## Instructions for the task
Reproduce the passage on Maho Beach word for word, in full.

Maho Beach is a beach on the Dutch side of the Caribbean island of Saint Martin, in the territory of Sint Maarten. It is famous for being adjacent to the Princess Juliana International Airport and is a popular site for tourists and plane watchers, who visit the beach to watch aircraft on final approach land at the airport.

Location

Due to the unique proximity of low-flying airliners arriving and departing from Princess Juliana International Airport, the location is popular with plane spotters. This is one of the few places in the world where aircraft can be viewed in their flight path just outside the end of the runway. Watching airliners pass over the beach is such a popular activity that daily arrivals and departures airline timetables are displayed on a board in most bars and restaurants on the beach.

Maho Beach is unusually close to the threshold of a runway and is directly under the flight path, resulting in aircraft on their final approach flying over the beach at altitudes of less than  above ground level. This makes the beach a popular location for photographers and video makers who intend to capture the aircraft approaching the airport.

There is a danger of people standing on the beach being blown into solid objects or the water because of the jet blast from aircraft taking off from runway 10. The local government warns that closely approaching and departing aircraft can "result in serious injury and/or death". An additional fence has been added recently behind runway 10, in order to prevent people from hanging onto the main fence surrounding the runway to experience being blasted by the jet flow.

(Pointing dataset records)
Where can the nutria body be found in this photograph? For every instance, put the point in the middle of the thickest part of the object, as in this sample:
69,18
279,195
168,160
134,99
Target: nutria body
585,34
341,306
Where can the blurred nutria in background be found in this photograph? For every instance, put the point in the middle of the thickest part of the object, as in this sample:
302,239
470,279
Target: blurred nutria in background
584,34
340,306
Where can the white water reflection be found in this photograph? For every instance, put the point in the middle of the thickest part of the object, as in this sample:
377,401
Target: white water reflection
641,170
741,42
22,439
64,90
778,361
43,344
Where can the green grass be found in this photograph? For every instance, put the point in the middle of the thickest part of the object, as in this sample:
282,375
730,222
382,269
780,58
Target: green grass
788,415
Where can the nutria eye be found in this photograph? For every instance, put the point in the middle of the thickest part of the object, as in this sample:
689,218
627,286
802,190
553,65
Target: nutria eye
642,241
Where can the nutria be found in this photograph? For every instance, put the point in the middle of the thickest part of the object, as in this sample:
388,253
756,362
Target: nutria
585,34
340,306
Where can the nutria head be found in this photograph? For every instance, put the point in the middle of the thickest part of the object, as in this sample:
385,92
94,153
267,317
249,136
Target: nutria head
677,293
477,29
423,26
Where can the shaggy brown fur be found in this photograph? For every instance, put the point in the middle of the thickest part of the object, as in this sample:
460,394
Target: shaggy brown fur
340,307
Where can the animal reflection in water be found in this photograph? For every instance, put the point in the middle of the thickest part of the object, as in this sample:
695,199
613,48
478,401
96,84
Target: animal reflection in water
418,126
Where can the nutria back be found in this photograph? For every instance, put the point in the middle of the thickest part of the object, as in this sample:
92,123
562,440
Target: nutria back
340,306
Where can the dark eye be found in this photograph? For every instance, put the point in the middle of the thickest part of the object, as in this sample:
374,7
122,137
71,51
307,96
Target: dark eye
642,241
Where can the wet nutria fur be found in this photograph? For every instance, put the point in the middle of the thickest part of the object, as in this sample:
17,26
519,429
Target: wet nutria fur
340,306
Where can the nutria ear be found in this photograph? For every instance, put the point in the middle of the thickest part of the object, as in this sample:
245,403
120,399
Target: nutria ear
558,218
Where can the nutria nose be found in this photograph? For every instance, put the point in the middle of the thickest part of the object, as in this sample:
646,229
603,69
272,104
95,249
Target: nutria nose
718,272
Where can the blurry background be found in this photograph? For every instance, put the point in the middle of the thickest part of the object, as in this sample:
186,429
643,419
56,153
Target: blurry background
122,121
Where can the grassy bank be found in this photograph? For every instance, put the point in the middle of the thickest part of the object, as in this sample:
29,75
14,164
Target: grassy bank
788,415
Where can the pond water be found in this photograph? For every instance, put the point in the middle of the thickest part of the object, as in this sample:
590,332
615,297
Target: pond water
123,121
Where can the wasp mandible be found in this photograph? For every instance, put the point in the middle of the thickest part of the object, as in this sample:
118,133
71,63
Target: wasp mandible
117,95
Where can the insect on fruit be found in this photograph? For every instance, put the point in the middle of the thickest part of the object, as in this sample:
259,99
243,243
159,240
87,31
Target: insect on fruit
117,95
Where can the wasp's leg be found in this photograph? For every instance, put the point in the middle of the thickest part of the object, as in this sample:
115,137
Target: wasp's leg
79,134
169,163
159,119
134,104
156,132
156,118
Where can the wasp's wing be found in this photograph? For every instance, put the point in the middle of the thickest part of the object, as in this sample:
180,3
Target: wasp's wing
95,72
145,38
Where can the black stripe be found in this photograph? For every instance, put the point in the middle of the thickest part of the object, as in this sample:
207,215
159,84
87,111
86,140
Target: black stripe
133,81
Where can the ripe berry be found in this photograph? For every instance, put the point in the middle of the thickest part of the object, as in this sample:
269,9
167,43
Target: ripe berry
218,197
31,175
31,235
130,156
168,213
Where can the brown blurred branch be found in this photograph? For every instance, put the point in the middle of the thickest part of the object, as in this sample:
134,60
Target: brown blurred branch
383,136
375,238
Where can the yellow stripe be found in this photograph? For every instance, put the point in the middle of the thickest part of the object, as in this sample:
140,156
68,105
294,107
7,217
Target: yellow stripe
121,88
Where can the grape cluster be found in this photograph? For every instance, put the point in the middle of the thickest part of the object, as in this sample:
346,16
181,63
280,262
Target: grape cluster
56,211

## Written response
Maho Beach is a beach on the Dutch side of the Caribbean island of Saint Martin, in the territory of Sint Maarten. It is famous for being adjacent to the Princess Juliana International Airport and is a popular site for tourists and plane watchers, who visit the beach to watch aircraft on final approach land at the airport.

Location

Due to the unique proximity of low-flying airliners arriving and departing from Princess Juliana International Airport, the location is popular with plane spotters. This is one of the few places in the world where aircraft can be viewed in their flight path just outside the end of the runway. Watching airliners pass over the beach is such a popular activity that daily arrivals and departures airline timetables are displayed on a board in most bars and restaurants on the beach.

Maho Beach is unusually close to the threshold of a runway and is directly under the flight path, resulting in aircraft on their final approach flying over the beach at altitudes of less than  above ground level. This makes the beach a popular location for photographers and video makers who intend to capture the aircraft approaching the airport.

There is a danger of people standing on the beach being blown into solid objects or the water because of the jet blast from aircraft taking off from runway 10. The local government warns that closely approaching and departing aircraft can "result in serious injury and/or death". An additional fence has been added recently behind runway 10, in order to prevent people from hanging onto the main fence surrounding the runway to experience being blasted by the jet flow.